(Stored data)
++++++
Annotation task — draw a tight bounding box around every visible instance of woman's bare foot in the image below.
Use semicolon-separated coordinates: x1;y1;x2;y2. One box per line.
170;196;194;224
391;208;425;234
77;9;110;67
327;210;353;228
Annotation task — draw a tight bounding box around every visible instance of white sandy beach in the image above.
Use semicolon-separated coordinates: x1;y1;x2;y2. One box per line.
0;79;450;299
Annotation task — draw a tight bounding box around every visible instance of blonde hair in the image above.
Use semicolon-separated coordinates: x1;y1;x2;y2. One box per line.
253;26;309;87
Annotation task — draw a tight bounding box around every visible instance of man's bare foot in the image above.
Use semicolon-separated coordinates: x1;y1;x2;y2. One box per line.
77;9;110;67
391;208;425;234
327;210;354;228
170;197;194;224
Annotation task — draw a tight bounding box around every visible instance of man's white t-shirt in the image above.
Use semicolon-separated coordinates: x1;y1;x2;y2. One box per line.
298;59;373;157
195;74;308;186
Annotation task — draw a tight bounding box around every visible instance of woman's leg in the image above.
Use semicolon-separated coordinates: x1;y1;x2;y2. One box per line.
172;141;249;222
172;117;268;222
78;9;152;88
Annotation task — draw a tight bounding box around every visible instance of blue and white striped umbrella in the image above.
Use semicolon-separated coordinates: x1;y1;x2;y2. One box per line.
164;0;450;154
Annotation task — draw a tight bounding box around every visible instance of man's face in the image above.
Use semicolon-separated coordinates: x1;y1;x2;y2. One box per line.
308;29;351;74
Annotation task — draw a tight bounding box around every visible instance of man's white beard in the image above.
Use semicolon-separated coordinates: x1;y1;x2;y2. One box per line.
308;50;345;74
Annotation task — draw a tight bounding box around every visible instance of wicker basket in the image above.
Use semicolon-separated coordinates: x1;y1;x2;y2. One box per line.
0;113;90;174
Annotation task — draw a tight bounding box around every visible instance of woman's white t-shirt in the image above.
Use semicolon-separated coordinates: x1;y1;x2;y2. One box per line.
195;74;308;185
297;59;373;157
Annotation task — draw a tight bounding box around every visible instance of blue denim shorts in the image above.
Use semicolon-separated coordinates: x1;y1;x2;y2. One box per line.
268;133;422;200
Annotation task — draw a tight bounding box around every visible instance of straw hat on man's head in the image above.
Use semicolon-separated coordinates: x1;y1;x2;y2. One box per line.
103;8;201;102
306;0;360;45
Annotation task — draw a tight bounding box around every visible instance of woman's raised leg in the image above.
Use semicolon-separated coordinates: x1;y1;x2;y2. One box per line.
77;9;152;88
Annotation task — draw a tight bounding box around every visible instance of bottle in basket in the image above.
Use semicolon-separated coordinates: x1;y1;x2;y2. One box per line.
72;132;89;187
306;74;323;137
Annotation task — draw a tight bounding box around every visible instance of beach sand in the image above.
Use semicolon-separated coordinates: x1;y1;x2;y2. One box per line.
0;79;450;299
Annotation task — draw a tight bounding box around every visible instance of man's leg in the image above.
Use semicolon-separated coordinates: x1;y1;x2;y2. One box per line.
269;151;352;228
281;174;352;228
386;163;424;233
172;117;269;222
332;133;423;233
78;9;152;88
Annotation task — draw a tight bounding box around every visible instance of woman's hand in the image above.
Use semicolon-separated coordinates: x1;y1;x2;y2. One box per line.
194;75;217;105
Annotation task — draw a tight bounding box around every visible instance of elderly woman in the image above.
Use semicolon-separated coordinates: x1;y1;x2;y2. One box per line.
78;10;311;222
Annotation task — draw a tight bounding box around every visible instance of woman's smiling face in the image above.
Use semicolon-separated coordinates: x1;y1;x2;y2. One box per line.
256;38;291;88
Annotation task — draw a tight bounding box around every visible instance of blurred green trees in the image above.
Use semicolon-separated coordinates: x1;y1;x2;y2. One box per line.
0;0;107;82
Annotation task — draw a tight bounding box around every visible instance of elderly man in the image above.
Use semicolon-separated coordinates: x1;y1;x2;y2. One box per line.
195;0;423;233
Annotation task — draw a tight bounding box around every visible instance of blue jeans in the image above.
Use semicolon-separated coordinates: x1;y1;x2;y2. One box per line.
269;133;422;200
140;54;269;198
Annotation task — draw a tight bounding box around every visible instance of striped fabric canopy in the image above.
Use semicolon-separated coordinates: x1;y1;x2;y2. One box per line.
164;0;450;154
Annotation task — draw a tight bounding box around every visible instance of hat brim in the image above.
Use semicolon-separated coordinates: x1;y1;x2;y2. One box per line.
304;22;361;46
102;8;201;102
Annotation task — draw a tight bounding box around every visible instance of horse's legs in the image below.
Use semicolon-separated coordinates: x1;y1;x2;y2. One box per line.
++++++
# [Instructions to follow]
Reproduce the data above with every occurrence of "Annotation task" switched to "Labeling task" and everything else left unchanged.

# [The result]
Labeling task — draw a tight bounding box around every visible instance of woman's bare foot in the image below.
Use semicolon-separated coordinates: x1;y1;x2;y2. One box per line.
170;196;194;224
391;208;425;234
77;9;110;67
327;210;353;228
Labeling task — draw a tight bounding box around every visible instance of white sandy beach in the image above.
Use semicolon-separated coordinates: x1;y1;x2;y2. One box per line.
0;79;450;299
Labeling task — draw a tight bounding box around every visible instance of blonde hair in the image above.
Use semicolon-separated coordinates: x1;y1;x2;y2. One box per line.
253;26;309;87
Labeling task — draw a tight bounding box around every visible instance of man's bare foot in the image above.
Use semicolon-separated coordinates: x1;y1;x2;y2. One box per line.
77;9;110;67
391;208;425;234
327;210;354;228
170;197;194;224
Labeling task — draw a tight bounding box around every visible instance of man's white t-shirt in the image above.
Use semicolon-separated coordinates: x1;y1;x2;y2. One box per line.
298;59;373;157
195;74;308;186
Labeling task — draw a tight bounding box around every visible instance of woman's leg in the image above.
Use semicolon-separated coordinates: x1;y1;x2;y2. One box per line.
172;141;249;222
172;117;268;222
78;9;152;88
Labeling task — draw a tight bounding box around every visible instance of blue and white striped umbrella in the image above.
Use semicolon-separated coordinates: x1;y1;x2;y2. One box per line.
164;0;450;154
Labeling task — draw a tight bounding box around every visible instance of man's face in the image above.
Use semicolon-separated coordinates: x1;y1;x2;y2. One box per line.
308;29;351;74
Labeling task — draw a tight bounding box around every visible instance of man's white beard in the image above.
Use semicolon-separated coordinates: x1;y1;x2;y2. One box per line.
308;50;345;74
Labeling task — draw a tight bounding box around every visible instance of wicker basket in the image above.
Use semicolon-separated coordinates: x1;y1;x2;y2. One box per line.
0;113;90;174
Labeling task — draw a tight bounding box around every visible instance of woman's white t-shirt in the image above.
Use semicolon-separated coordinates: x1;y1;x2;y2. One box per line.
195;74;308;185
297;59;373;157
Labeling task — draw a tight bounding box around every visible instance of blue denim shorts in the image above.
Use semicolon-separated coordinates: x1;y1;x2;y2. One box per line.
268;133;422;200
Labeling task — draw a tight bounding box around every visible instance of straw hat on man's head in the image above.
Use semicolon-separated coordinates: x1;y1;x2;y2. One box per line.
103;8;201;102
306;0;360;45
Labeling task — draw a tight bounding box around every visible instance of woman's raised leg in the image above.
Use semicolon-separated coordinates: x1;y1;x2;y2. One box per line.
77;9;152;88
Labeling task — draw a tight bounding box around every visible instance of bottle in basket in the image above.
Use semicolon-separated coordinates: x1;y1;x2;y2. One box per line.
72;132;89;187
306;74;323;137
Labeling task — draw a tight bounding box around every visible instance of beach sand in the image above.
Use semicolon-separated coordinates: x1;y1;x2;y2. One box per line.
0;79;450;299
Labeling task — draw a tight bounding box around every visible instance of man's leg in the image above.
Use semicolon-separated coordinates: x1;y1;x2;y2. One box per line.
269;151;352;228
281;174;352;228
386;163;424;233
172;117;269;222
332;133;423;233
78;9;152;88
Labeling task — draw a tight bounding box around every visible instance of woman's hand in the image above.
Use semicolon-separated coordinates: x1;y1;x2;y2. One box per line.
194;75;217;105
Labeling task — draw a tight bounding box around every visible instance of elderly woman in the image above.
Use semicolon-separated coordinates: x1;y1;x2;y2. One box per line.
78;10;311;222
Labeling task — draw a tight bounding box around every visible instance of woman's smiling face in the image above.
Use semicolon-separated coordinates: x1;y1;x2;y2. One box per line.
256;38;291;88
Labeling task — draw a tight bounding box around every visible instance of blurred green trees in the image above.
Use semicolon-separated coordinates: x1;y1;x2;y2. One box per line.
0;0;107;82
Labeling task — draw a tight bounding box around every visible instance of elderly man in the image above.
Use semicolon-separated coordinates: x1;y1;x2;y2. One box per line.
195;0;423;233
Labeling task — draw a tight bounding box around every visible instance of blue jeans in the image above.
Use semicolon-separated coordinates: x1;y1;x2;y2. One box per line.
269;133;422;200
140;54;269;198
Labeling task — draw a tight bounding box around every visible instance of striped fabric canopy in the image above.
Use semicolon-separated coordinates: x1;y1;x2;y2. One box per line.
164;0;450;154
Labeling task — draw a tight bounding box around every visible instance of hat brim in the image above.
Use semicolon-separated coordinates: x1;y1;x2;y2. One box per line.
304;22;361;46
102;8;201;102
Labeling task — draw a tight bounding box around every visible instance of horse's legs in the image below.
Use semicolon-separated coordinates: x1;y1;x2;y2. One box per line.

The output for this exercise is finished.